Требования
1. Сколько времени длится переписка, если верить фрагменту текста?
2. Пожалуйста, обнови записи от их начала до строки с «x=258, y=263» включительно, заменив «Target» на «Object» и не трогая всё остальное. Выведи только этот участок записей.
=== Фрагмент текста ===
С точки зрения авторитетности разметка рамки двух писем включает в себя следующие знаки:
 
Солженицын
Хамраев
Набоков
Хемингуэй
Шлафман
 
В поэтике Довлатова это действительно всего лишь знаки отношения автора/повествователя к смыслу собственной жизни. Набоков оказывается интегрирующим знаком не только в силу афоризма, разделяемого и автором: «Случайность - логика фортуны». Кстати, афоризм этот повествователь у Довлатова перефразирует, постоянно говоря о судьбе и выделяя «УКАЗУЮЩИЙ ПЕРСТ СУДЬБЫ», актуализируя в слове «судьба» семантику «суд», «суть», «сущность». В противовес Солженицыну и Хемингуэю Набоков заявляет интертекстуальный код, отсылая к своему оригинальному роману «Приглашение на казнь» - повествование об арестанте, чья вина только в его особом свойстве: он прозрачен (метафора «предельно откровенен», «искренен», но ему никто не доверяет), в чем заключается абсурдность ситуации. Заметим в этой связи, что центральный тезис первого письма - «мир абсурден», «ад - это мы сами» - в последнем письме замещается совершенно другим, более гуманистичным: о своей переписке и печатании рукописи автор говорит издателю как о «совместном путешествии», в ходе которого отчаяние, изоляция оказываются преодолены. Это и есть существенный момент сюжетного плана писем. О том, как он функционирует, можно говорить, рассматривая другие письма, к анализу которых мы и обратимся.
Для начала расставим датировки каждого письма:
1) 04. 02. 82;
2) 17. 02. 82;
3) 23. 02. 82;
4) 11. 03. 82;
5) 19. 03. 82;
6) 04. 04. 82; *
) 17. 04. 82;
8) 03. 05. 82; *
9) 17. 05. 82; *
10) 24. 05. 82;
11) 30. 05. 82;
12) 07. 06. 82;
13) 11. 06. 82;
14) 16. 06. 82;
15) 21. 06. 82.
Как видим, переписка длится четыре с половиной месяца. В основном письма отправляются из Нью-Йорка, за исключением трех случаев (* письма из Миннеаполиса, Бостона и Принстона), что и позволяет говорить о своеобразном эпистолярном ритме «Зоны». С экстралитературной точки зрения обмен письмами обусловлен отсылкой рассказчиком частей расшифрованной пленки. Однако есть и более глубокий смысл введения писем в текст «записок», касающийся повествовательного дискурса повести.
Здесь необходимо разводить два плана: 1) в письмах развивается эпистолярный сюжет «совместного путешествия» и философия случая; 2) письма задают ракурс по отношению к сюжету «записок». Таким образом, читатель имеет дело с двумя рядами событий.
=== Записанные данные ===
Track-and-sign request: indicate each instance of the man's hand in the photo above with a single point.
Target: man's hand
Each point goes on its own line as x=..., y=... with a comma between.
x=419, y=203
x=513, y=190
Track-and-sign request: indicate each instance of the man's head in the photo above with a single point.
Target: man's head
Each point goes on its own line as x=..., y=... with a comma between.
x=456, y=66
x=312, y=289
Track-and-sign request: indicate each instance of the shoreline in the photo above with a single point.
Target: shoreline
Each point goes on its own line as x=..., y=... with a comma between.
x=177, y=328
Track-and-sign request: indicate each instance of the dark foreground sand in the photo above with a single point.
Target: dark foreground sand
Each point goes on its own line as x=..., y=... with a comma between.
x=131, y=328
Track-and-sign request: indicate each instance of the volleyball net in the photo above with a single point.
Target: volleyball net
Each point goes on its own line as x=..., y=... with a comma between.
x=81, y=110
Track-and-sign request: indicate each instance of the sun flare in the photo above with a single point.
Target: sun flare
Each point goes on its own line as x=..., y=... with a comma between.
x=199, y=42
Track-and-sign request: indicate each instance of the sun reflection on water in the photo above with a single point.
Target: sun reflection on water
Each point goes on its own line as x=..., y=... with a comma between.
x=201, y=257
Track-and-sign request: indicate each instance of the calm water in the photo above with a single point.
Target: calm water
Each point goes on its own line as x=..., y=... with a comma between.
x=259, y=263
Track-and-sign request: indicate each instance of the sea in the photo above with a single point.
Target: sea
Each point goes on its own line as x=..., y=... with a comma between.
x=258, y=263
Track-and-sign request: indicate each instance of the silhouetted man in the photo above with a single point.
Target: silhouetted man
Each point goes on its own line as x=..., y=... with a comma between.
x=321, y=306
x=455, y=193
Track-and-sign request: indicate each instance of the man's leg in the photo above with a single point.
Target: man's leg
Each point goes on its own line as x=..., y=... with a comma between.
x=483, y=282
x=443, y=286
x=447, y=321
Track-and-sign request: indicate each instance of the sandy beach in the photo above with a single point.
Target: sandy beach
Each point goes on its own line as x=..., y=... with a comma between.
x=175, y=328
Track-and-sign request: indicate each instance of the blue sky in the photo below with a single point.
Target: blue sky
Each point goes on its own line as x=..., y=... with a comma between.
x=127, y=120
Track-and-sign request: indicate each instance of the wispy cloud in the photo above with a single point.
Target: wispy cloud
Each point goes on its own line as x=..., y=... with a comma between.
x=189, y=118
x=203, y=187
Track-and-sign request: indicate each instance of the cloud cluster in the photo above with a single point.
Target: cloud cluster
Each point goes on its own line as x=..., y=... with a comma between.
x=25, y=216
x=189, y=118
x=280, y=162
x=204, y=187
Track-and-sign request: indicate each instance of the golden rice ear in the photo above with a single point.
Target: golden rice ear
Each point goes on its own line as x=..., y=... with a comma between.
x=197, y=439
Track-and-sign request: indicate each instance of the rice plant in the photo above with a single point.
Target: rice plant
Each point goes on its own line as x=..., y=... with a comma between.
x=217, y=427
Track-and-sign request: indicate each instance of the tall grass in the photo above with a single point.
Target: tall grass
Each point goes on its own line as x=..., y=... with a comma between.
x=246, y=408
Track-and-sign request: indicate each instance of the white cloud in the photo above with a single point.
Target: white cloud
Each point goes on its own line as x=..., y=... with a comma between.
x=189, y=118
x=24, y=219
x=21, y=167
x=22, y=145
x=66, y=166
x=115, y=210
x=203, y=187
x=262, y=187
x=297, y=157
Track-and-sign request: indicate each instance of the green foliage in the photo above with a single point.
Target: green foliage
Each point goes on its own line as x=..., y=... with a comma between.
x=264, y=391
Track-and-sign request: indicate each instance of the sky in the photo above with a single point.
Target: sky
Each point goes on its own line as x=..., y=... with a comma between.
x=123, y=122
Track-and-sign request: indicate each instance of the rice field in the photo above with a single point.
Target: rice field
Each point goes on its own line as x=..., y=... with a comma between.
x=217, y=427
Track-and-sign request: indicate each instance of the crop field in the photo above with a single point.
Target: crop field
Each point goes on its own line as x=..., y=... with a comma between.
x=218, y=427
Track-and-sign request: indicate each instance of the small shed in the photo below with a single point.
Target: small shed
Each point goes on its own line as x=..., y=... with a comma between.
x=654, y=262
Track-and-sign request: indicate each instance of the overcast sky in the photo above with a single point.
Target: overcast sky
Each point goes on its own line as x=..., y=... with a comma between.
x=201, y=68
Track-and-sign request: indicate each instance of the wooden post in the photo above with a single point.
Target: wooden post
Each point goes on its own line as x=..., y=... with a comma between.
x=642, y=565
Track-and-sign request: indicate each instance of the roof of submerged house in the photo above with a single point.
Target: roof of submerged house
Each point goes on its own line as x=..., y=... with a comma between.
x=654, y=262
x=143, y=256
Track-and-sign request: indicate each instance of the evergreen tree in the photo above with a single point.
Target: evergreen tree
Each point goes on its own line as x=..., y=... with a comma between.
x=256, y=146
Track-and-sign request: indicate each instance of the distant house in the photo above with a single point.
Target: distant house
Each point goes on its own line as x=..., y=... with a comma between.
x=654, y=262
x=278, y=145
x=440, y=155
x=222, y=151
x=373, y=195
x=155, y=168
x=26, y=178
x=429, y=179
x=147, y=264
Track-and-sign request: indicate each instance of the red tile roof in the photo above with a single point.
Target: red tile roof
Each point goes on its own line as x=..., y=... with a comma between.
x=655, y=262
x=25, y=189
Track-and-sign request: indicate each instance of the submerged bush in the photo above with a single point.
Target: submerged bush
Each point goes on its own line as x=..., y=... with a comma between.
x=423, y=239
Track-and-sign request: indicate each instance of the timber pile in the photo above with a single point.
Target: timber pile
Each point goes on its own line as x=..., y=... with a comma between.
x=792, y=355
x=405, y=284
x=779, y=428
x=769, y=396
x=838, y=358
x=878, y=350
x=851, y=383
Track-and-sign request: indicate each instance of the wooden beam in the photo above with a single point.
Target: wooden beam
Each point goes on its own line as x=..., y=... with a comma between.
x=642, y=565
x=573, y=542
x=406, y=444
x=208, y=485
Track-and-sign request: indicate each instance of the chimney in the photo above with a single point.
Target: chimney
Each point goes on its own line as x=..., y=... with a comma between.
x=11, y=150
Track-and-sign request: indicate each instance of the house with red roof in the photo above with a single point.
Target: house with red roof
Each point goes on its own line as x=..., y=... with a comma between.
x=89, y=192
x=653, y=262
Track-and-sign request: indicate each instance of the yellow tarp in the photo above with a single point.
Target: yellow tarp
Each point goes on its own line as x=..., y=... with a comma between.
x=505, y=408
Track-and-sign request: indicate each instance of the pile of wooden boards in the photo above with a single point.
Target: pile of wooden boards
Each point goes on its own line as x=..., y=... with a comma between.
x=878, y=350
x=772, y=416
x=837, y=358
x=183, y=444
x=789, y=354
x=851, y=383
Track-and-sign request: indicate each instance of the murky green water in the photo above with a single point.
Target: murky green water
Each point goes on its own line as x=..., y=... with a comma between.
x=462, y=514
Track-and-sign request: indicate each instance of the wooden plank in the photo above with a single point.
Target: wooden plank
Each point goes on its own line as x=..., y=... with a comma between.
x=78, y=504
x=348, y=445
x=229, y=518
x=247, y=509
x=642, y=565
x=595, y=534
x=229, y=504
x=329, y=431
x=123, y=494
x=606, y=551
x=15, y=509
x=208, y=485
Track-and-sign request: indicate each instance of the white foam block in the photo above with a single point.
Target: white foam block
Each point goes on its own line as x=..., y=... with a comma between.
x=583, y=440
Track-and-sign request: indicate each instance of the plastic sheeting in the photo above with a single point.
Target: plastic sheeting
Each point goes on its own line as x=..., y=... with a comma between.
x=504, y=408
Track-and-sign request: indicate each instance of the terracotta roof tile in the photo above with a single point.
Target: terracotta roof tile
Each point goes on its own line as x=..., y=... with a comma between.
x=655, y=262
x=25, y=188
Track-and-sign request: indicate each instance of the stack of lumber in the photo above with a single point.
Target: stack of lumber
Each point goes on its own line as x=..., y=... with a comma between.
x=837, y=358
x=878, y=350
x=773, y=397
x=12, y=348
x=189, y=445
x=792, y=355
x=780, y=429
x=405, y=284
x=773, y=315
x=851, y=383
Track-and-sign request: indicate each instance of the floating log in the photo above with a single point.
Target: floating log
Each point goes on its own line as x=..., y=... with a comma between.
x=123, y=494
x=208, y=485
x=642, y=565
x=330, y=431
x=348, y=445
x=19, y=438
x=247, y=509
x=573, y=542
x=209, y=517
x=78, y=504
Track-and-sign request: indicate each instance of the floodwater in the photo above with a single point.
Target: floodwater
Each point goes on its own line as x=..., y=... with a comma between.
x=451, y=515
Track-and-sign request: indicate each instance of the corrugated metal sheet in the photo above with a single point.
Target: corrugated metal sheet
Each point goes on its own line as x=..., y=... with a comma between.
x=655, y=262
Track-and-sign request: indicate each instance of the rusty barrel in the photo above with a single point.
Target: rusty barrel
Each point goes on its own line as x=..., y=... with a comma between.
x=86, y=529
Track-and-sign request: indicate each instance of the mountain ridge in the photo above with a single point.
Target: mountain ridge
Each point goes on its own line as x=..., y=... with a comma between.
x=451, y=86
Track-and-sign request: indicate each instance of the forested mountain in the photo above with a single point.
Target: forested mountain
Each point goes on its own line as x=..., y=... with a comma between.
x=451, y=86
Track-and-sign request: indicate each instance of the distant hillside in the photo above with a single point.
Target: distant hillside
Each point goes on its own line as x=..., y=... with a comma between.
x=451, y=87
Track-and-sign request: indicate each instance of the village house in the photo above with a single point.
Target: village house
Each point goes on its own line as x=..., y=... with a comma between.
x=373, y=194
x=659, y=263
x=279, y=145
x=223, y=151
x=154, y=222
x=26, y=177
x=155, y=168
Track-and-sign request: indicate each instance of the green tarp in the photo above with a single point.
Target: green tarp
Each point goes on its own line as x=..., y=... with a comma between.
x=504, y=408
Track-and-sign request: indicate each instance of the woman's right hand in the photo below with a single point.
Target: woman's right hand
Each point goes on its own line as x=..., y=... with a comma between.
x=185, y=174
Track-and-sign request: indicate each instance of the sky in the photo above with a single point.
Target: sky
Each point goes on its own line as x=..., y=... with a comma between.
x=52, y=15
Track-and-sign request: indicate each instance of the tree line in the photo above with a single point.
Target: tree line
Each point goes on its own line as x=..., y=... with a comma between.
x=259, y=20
===
Ожидаемые ответы
1. Переписка длится четыре с половиной месяца.

2.
Track-and-sign request: indicate each instance of the man's hand in the photo above with a single point.
Object: man's hand
Each point goes on its own line as x=..., y=... with a comma between.
x=419, y=203
x=513, y=190
Track-and-sign request: indicate each instance of the man's head in the photo above with a single point.
Object: man's head
Each point goes on its own line as x=..., y=... with a comma between.
x=456, y=66
x=312, y=289
Track-and-sign request: indicate each instance of the shoreline in the photo above with a single point.
Object: shoreline
Each point goes on its own line as x=..., y=... with a comma between.
x=177, y=328
Track-and-sign request: indicate each instance of the dark foreground sand in the photo above with a single point.
Object: dark foreground sand
Each point goes on its own line as x=..., y=... with a comma between.
x=131, y=328
Track-and-sign request: indicate each instance of the volleyball net in the photo above with a single point.
Object: volleyball net
Each point goes on its own line as x=..., y=... with a comma between.
x=81, y=110
Track-and-sign request: indicate each instance of the sun flare in the photo above with a single point.
Object: sun flare
Each point goes on its own line as x=..., y=... with a comma between.
x=199, y=42
Track-and-sign request: indicate each instance of the sun reflection on water in the photo above with a single point.
Object: sun reflection on water
Each point goes on its own line as x=..., y=... with a comma between.
x=201, y=257
Track-and-sign request: indicate each instance of the calm water in the photo above with a single point.
Object: calm water
Each point goes on its own line as x=..., y=... with a comma between.
x=259, y=263
Track-and-sign request: indicate each instance of the sea in the photo above with a single point.
Object: sea
Each point goes on its own line as x=..., y=... with a comma between.
x=258, y=263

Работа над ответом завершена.